What you need to do ::
Convert the records, from their first line through the line containing "M 80 44 L 79", into a JSON list of strings with one string per line. Include both of those lines and leave out any blank lines.

Region labeling items ::
....................
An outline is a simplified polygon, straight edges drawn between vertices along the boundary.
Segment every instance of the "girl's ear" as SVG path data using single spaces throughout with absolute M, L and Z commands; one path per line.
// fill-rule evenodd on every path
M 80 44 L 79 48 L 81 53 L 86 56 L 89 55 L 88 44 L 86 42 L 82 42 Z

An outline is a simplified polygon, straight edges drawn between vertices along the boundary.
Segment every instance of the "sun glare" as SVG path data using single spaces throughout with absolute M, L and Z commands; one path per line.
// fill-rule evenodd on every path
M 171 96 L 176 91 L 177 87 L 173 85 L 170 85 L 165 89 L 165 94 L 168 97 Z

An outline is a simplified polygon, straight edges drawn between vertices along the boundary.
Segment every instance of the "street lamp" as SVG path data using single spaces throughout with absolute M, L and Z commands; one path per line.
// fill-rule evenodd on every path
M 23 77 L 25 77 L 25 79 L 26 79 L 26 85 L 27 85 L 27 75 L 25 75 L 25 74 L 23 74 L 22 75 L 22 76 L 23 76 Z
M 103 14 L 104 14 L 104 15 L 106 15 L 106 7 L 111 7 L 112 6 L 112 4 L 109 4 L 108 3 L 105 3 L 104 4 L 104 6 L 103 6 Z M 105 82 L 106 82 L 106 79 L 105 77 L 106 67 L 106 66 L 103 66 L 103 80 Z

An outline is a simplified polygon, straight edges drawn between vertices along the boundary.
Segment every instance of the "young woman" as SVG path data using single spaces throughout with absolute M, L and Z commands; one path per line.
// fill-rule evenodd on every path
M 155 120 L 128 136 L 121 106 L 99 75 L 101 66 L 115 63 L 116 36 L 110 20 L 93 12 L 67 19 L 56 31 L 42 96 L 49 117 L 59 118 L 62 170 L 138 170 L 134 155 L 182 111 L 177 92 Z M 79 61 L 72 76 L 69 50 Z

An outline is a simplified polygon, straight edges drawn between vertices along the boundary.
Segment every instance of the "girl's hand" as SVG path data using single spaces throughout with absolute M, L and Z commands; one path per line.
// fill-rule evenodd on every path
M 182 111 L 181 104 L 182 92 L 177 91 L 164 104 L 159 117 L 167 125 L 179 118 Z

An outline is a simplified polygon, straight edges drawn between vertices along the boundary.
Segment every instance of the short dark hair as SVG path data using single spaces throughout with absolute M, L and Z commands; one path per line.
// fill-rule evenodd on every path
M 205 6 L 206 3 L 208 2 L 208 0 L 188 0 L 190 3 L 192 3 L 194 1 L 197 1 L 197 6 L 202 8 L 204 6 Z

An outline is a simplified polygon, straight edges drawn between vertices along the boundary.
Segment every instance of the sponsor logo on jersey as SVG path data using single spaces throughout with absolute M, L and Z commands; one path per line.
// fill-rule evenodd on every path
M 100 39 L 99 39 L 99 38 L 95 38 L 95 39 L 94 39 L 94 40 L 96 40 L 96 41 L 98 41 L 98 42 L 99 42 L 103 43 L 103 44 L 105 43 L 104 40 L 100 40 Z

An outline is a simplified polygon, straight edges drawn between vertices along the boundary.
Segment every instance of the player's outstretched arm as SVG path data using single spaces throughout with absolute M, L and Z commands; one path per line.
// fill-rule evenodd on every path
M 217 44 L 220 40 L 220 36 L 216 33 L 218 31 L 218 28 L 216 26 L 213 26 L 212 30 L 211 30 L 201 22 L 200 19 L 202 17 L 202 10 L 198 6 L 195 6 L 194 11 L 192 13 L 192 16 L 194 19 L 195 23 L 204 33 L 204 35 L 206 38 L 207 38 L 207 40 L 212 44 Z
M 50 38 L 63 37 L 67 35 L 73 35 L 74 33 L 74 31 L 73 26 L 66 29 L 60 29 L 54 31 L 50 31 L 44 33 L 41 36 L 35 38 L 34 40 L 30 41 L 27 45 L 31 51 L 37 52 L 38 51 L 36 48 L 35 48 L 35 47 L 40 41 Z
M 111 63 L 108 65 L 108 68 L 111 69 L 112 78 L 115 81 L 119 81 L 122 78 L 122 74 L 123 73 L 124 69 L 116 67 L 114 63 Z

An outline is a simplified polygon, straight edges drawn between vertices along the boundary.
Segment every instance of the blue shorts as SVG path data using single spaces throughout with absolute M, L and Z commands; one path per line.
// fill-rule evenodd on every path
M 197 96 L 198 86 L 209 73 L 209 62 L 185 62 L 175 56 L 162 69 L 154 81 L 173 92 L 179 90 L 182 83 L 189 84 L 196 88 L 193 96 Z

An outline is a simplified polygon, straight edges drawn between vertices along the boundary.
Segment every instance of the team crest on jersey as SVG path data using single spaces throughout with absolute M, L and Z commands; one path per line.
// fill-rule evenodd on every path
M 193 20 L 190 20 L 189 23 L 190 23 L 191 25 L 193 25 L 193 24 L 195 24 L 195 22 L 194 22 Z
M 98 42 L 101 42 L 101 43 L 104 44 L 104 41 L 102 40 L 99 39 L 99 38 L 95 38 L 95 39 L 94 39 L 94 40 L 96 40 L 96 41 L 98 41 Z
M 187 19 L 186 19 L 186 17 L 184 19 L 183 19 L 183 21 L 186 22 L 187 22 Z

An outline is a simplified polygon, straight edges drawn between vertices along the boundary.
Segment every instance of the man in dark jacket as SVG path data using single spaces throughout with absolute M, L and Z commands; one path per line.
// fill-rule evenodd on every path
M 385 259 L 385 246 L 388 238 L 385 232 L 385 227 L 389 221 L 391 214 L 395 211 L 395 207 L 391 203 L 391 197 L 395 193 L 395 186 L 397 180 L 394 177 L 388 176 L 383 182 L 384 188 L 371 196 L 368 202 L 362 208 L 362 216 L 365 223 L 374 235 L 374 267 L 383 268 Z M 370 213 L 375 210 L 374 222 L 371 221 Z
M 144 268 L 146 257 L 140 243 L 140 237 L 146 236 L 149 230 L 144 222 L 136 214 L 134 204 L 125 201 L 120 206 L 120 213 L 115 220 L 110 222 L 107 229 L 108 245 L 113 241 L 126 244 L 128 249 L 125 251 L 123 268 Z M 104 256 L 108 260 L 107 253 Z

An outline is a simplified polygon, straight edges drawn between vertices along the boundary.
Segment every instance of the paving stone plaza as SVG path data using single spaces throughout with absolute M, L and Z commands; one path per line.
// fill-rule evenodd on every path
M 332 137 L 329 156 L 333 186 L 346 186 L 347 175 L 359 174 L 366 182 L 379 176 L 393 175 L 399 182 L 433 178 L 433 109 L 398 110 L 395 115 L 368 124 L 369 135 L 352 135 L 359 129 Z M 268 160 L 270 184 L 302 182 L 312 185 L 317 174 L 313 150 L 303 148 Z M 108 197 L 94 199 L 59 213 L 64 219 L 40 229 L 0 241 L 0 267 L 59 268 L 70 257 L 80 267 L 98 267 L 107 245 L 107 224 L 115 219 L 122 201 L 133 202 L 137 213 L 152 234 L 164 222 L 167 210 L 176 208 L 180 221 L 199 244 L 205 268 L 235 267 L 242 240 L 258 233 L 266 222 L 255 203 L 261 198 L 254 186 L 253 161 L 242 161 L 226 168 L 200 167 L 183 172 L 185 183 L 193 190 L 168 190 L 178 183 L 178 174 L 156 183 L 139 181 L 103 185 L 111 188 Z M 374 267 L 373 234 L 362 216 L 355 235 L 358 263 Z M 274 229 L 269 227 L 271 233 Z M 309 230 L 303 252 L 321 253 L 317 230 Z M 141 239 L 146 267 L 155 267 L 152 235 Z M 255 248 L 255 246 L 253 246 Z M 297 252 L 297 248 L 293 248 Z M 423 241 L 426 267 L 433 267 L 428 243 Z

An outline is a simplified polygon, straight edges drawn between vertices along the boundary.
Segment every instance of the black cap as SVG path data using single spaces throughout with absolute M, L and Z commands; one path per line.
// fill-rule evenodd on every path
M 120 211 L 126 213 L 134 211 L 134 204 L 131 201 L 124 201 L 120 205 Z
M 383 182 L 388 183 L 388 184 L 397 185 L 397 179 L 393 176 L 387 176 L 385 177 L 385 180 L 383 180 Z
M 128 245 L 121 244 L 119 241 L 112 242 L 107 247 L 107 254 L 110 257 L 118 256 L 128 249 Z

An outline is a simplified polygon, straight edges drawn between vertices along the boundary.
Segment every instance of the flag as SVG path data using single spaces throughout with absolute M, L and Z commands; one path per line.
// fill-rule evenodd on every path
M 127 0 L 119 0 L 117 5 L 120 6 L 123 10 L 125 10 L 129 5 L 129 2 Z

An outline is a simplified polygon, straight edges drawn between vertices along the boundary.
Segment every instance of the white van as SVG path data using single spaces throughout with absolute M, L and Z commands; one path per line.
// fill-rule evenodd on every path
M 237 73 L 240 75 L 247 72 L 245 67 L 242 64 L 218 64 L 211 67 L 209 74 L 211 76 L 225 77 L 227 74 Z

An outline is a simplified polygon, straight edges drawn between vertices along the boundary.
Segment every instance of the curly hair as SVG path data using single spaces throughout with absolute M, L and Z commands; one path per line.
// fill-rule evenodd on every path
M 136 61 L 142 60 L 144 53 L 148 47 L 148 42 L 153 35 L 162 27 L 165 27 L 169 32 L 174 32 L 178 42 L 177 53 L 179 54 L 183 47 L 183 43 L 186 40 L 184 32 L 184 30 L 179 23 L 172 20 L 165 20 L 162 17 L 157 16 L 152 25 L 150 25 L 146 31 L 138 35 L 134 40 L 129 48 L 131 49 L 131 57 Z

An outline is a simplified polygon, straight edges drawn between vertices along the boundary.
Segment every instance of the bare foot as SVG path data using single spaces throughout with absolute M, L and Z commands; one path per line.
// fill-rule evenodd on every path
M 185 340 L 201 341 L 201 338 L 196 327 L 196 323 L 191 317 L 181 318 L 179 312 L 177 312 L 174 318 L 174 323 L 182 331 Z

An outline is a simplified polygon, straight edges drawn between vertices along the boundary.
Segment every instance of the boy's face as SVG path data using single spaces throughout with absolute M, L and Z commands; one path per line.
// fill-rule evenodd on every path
....................
Finished exercise ::
[
  "An outline is a simplified polygon, straight edges drawn between vertices along the boundary.",
  "Segment every instance of the \"girl's ear\" as SVG path data using single spaces throughout with absolute M, L and Z commands; one path per line.",
  "// fill-rule evenodd on every path",
  "M 80 44 L 79 48 L 81 53 L 86 56 L 89 55 L 88 44 L 86 42 L 82 42 Z"
]